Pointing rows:
:::

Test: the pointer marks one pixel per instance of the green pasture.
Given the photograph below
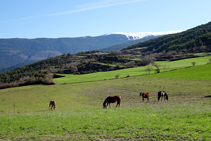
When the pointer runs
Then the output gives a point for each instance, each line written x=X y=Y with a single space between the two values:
x=147 y=122
x=24 y=113
x=198 y=72
x=165 y=66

:::

> AIM
Convert every line of the rows above into a numbered list, skipping blank lines. Leave the pictures out of the answer.

> RESPONSE TO THIS TASK
1. Test: the pointer marks one pixel per instance of the green pasture.
2. Given the photograph below
3. When the pointer runs
4. Then the output gives a point for each instance, each line written x=X y=Y with a single space between the two values:
5. x=147 y=122
6. x=24 y=113
7. x=198 y=72
8. x=165 y=66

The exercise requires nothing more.